#### YOUR GOAL
From the line that includes "Look at the photo above. For each instance of the red" to the last line of the records, inclusive, repeat each line exactly.

START DATA TO USE

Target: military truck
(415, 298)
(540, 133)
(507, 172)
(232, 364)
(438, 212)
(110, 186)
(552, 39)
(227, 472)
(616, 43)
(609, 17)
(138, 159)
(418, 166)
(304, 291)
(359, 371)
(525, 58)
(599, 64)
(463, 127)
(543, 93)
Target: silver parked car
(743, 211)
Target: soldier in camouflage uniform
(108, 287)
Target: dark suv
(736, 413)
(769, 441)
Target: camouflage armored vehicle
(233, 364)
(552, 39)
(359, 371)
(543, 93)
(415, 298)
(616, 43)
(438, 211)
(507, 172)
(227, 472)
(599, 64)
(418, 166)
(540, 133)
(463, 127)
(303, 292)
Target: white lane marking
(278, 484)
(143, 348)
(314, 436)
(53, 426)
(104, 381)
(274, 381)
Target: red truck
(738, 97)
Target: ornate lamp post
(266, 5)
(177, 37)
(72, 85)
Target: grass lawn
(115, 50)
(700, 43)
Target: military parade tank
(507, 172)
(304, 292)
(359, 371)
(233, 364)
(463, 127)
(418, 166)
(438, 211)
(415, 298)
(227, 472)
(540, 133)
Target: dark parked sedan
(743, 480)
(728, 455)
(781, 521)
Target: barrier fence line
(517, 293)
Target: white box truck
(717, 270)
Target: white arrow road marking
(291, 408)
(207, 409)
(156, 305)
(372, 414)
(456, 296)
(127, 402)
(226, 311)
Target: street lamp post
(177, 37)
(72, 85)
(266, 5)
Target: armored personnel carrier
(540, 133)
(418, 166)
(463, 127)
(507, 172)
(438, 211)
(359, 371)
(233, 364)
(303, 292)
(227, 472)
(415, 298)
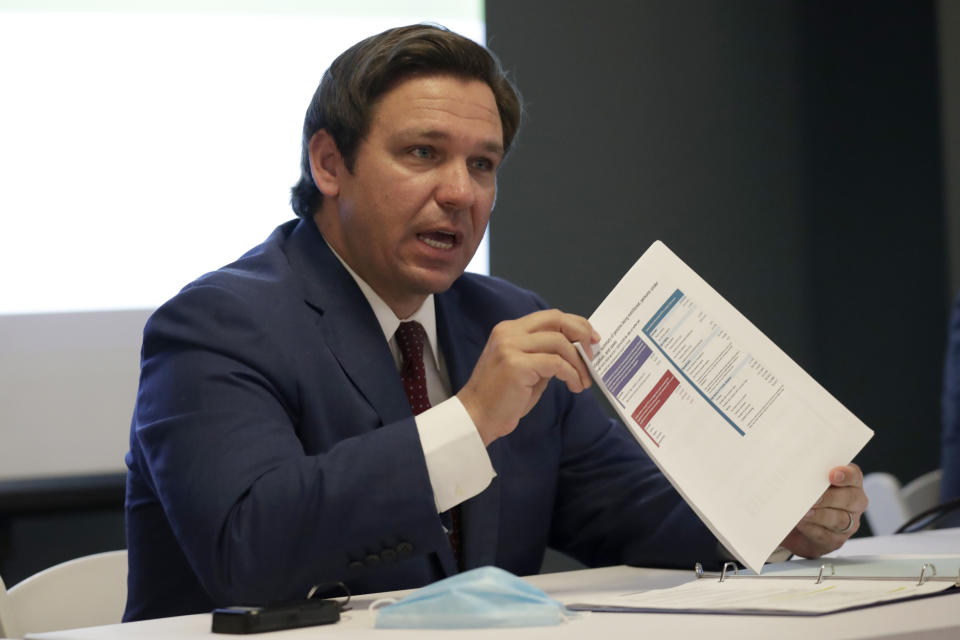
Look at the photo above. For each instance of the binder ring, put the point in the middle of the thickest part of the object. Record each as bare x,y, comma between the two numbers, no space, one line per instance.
923,571
727,565
833,571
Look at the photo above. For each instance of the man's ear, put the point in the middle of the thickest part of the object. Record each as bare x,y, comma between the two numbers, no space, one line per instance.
326,163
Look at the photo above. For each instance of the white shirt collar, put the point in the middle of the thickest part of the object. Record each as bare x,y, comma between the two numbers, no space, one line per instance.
426,315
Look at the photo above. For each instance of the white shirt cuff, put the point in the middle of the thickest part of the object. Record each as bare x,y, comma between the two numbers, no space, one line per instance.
457,462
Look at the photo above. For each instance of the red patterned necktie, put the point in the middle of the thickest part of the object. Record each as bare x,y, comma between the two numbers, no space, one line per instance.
410,338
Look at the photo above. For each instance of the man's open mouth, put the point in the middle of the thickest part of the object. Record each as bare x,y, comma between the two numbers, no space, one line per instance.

END DATA TO USE

#### REPLY
Look at the photo above. For each instance of the red patterned necktie, put the point in the middle of the thickest part of the object. Record each as bare x,y, comma between the two numbers, no space, one line per instance.
410,338
Look at the photo above. For each instance of the man's open mouth, put the point in the middle of the thickest part of the object. Record each as bare x,y, comma between the two numbers, no space, one line per instance.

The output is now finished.